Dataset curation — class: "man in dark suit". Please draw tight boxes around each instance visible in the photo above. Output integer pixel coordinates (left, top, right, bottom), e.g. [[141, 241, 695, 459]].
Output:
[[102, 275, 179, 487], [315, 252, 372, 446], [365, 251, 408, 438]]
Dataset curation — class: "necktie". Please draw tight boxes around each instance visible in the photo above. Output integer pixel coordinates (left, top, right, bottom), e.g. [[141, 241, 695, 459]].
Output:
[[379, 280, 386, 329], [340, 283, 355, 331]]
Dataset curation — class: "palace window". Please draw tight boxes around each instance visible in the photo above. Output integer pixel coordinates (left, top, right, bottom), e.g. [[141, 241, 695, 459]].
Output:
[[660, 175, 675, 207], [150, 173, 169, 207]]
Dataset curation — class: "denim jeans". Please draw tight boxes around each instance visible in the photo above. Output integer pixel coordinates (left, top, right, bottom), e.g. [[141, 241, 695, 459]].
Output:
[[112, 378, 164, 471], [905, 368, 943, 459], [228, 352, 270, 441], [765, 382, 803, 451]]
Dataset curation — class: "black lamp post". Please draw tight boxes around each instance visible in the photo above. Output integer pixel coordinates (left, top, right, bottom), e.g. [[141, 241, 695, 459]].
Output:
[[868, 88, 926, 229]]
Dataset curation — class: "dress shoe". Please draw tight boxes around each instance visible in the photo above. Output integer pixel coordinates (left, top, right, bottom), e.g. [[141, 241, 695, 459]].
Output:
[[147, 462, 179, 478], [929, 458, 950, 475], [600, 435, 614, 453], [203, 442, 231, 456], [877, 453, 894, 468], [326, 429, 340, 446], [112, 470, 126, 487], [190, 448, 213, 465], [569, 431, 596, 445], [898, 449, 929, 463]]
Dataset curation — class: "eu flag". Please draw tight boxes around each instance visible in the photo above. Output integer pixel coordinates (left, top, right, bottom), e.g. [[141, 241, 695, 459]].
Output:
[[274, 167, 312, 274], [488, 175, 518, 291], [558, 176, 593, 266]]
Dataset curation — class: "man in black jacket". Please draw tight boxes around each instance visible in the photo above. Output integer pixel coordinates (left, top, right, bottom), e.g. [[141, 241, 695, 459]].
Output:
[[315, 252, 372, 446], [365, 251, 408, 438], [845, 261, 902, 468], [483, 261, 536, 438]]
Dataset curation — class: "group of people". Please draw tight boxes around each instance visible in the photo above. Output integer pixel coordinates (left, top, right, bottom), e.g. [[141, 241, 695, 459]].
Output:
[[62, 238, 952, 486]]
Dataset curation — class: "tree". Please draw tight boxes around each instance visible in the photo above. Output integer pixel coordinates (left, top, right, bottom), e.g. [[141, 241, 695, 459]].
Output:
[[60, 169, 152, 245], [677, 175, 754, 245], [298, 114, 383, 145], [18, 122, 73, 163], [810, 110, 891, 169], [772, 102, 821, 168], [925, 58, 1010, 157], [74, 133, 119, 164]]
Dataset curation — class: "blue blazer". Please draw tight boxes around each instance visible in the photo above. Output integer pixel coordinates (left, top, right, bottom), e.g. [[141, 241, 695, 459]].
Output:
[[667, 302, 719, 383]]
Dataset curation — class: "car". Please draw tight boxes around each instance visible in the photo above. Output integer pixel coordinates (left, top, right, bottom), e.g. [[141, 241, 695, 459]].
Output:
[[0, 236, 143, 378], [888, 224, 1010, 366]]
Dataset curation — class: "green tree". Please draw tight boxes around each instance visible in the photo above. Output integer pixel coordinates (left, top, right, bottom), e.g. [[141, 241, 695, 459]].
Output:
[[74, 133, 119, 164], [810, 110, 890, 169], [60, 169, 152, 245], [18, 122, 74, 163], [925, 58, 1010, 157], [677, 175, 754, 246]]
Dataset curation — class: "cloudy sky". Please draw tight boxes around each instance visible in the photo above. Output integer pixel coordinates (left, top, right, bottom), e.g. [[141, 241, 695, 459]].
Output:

#####

Set problem: Starting at the beginning of the entries above and ending with the line containing "251, 408, 438]]", reproduce everything, requests included, but scale each bounding-box coordinate in the answers by 1.7 and round to whole numbers, halves up. Leave the numbers in the requests and their format samples as they are.

Result below:
Dataset curation — class: "man in dark suit". Please draw tight boxes around each instance visible in the photo above. Output integer pixel coordinates (left, top, right, bottom), e.g. [[141, 241, 695, 459]].
Output:
[[173, 468, 304, 828], [536, 428, 632, 758], [621, 427, 694, 745]]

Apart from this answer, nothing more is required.